• Prompt A: Return the passage of the D GUI toolkit post starting at "Adam Wilson flyboynw" and ending at "Native UI widgets.", copied word for word.

Ideal D GUI Toolkit

Adam Wilson flyboynw at gmail.com
Mon May 20 15:49:48 PDT 2013


On Mon, 20 May 2013 14:47:47 -0700, Andrej Mitrovic  
<andrej.mitrovich at gmail.com> wrote:

> On 5/20/13, Adam Wilson <flyboynw at gmail.com> wrote:
>> * There is a deep-seated distrust of any toolkit that does not use the  
>> OS
>> Native UI widgets.
>
> That's a shame. If you go native you'll have the "look and feel", but
> you'll have X times the work where X is the number of platforms
> supported. Also, each platform has its own bugs, so you'd have to
> write a lot of workaround code as well (e.g. wxWidgets is full of
> win32 workarounds).
>
> Doing it non-native slows you down at first, but it gives you a lot
> more control on how you can render things. You can add a feature
> without having to worry on how to port the feature to other platforms.
> And finally, you can simulate the native windowing environment.
>
> Just to mention this, we already have native libraries (and written in
> D without wrapping C++ libs) such as DGUI, DFL, DWT. I hardly find
> them successful, they get the occasional pull request, but otherwise
> they seem to lack any sort of team effort or going-forward schedule.
> So I'd say going "native" has already been a failed experiment (take
> that with a huge grain of salt, it's just my personal viewpoint :) ).
>
>> * Nobody believes that we can do it, you'll hear a lot of moaning about
>> how much work it is. My reply to that is: And Linux is such a piece of
>> cake right? It's only the most widely used kernel on the planet.
>
> I think the lesson with Linux is that one person initially did a lot
> of heavy lifting, and then others joined in. I doubt it would work as
> it did if instead Linus opened a thread asking for a team of
> developers to create a new OS from scratch.
>
> Anyway, there's no doubt a D GUI would be a huge undertaking. There
> would almost certainly be a lot of rewriting involved. It's very easy
> to make mistakes early on and hardcode something, only later to
> realize it's way too brittle so it requires a rewrite. If the system
> is modular enough then the rewrites become less painful. And if the
> system is properly unit tested then regressions become less likely,
> and this is important.

• Recorded information:
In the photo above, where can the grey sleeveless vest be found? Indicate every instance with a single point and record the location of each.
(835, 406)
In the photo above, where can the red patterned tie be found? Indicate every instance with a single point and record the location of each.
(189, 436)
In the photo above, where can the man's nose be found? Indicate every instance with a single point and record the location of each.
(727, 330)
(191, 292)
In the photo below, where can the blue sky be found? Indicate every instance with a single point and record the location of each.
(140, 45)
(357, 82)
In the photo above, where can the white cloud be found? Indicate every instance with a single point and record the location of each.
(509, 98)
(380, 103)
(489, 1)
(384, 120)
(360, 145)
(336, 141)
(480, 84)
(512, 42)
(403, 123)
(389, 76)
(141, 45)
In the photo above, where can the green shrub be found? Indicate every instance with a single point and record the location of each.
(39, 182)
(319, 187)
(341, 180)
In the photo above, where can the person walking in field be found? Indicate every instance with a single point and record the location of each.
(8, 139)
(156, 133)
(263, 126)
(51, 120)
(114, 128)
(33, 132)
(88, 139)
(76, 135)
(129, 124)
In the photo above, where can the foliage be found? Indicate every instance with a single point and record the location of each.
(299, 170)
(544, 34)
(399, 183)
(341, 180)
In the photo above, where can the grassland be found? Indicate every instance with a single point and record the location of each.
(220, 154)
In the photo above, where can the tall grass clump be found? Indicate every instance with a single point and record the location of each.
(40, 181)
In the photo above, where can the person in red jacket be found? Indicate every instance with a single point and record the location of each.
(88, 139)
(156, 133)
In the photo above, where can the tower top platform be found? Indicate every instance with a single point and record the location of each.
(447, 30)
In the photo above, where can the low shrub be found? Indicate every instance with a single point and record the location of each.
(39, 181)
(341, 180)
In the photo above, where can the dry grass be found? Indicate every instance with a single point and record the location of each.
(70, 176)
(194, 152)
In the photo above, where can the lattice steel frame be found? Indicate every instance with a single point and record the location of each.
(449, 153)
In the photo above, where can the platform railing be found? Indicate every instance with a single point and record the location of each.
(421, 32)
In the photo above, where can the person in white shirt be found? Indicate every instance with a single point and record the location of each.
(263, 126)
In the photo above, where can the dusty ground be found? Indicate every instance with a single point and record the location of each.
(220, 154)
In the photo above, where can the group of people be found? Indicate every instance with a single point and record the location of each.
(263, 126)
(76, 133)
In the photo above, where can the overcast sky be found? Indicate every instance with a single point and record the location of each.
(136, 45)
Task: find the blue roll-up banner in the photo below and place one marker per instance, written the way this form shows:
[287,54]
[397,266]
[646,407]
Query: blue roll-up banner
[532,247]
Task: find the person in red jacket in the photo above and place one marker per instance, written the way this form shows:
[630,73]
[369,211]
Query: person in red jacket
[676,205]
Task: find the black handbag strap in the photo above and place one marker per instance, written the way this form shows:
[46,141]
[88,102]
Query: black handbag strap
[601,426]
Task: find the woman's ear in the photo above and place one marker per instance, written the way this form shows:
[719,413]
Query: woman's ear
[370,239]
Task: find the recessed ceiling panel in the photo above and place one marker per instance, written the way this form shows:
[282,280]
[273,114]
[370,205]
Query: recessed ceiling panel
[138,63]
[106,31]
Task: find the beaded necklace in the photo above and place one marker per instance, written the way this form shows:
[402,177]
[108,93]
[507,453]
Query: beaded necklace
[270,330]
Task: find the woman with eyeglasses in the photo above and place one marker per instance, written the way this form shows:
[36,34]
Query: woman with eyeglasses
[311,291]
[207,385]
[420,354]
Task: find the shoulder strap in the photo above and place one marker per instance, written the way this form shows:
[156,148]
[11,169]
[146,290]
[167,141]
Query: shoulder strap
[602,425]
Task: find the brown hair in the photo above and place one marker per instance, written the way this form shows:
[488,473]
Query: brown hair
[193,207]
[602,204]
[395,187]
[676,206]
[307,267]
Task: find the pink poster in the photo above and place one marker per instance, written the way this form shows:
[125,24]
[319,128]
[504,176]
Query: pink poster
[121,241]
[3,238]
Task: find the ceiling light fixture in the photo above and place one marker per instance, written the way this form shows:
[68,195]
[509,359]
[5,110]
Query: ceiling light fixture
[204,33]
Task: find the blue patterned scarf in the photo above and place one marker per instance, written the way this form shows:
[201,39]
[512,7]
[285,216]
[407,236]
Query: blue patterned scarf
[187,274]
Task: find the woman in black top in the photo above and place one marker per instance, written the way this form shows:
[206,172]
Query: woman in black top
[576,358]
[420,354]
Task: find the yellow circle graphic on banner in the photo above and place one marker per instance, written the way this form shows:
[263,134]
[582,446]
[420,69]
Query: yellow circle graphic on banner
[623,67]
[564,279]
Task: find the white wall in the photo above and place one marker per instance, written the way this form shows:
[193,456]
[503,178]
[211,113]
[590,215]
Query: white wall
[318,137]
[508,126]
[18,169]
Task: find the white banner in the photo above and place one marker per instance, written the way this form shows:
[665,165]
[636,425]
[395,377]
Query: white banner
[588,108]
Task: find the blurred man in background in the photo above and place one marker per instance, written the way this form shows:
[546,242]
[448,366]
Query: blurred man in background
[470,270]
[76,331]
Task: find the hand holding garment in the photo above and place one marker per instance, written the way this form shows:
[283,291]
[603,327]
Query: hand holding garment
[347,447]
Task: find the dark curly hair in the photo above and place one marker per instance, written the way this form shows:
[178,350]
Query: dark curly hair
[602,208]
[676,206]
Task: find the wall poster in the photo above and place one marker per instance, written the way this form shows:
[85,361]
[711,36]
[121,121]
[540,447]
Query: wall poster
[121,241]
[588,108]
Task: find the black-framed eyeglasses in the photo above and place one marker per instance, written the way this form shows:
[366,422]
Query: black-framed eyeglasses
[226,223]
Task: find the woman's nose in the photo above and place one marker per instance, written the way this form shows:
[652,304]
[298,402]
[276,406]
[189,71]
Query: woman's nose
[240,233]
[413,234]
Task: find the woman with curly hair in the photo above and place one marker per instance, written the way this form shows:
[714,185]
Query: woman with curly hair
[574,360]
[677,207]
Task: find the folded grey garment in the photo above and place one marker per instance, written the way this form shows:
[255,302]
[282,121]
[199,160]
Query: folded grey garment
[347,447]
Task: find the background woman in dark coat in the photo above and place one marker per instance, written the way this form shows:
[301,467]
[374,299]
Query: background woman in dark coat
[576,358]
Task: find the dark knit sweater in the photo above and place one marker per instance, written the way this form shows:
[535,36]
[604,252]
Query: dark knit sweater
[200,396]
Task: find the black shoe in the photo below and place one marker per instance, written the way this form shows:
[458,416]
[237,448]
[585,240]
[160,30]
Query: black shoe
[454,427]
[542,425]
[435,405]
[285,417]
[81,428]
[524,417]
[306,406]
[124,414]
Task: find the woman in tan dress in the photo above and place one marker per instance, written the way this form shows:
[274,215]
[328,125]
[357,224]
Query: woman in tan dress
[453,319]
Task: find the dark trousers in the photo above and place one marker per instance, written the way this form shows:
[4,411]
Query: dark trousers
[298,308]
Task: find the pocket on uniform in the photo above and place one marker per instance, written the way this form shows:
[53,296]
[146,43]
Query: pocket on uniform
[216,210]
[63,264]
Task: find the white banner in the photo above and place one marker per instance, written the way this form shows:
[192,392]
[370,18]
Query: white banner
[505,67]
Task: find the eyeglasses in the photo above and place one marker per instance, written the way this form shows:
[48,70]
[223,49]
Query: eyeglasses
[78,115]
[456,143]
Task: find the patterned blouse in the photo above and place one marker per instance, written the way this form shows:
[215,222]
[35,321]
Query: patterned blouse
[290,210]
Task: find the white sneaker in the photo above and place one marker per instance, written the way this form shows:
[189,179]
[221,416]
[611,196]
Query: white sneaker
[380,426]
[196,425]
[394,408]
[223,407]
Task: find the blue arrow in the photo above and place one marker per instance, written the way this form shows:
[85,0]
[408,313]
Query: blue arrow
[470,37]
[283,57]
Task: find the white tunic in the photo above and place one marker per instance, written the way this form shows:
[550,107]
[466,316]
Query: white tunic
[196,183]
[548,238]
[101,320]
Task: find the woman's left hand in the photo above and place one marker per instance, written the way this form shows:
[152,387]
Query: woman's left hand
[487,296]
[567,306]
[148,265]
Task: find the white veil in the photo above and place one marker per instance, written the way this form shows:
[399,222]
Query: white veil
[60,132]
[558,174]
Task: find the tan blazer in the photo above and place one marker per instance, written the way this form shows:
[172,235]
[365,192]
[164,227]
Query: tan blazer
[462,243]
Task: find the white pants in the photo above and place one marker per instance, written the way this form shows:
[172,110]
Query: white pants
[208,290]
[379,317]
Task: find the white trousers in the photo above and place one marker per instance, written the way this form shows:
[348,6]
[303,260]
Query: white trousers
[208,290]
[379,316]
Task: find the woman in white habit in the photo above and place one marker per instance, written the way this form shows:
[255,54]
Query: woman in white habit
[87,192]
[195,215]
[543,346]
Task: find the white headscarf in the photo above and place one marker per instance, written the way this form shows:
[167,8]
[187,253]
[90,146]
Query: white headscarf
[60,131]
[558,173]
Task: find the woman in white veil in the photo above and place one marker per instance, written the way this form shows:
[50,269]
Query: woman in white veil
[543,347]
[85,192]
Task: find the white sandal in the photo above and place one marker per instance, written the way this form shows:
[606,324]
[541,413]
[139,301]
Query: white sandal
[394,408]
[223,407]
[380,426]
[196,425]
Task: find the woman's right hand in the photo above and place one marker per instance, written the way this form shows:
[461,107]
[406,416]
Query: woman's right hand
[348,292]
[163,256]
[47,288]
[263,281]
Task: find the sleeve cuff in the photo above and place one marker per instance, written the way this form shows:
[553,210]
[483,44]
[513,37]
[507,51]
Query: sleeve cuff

• Prompt B: Select every line in the rows above that contains the string "tunic".

• Task result A:
Adam Wilson flyboynw at gmail.com
Mon May 20 15:49:48 PDT 2013


On Mon, 20 May 2013 14:47:47 -0700, Andrej Mitrovic  
<andrej.mitrovich at gmail.com> wrote:

> On 5/20/13, Adam Wilson <flyboynw at gmail.com> wrote:
>> * There is a deep-seated distrust of any toolkit that does not use the  
>> OS
>> Native UI widgets.

• Task result B:
Task: find the white tunic in the photo above and place one marker per instance, written the way this form shows:
Query: white tunic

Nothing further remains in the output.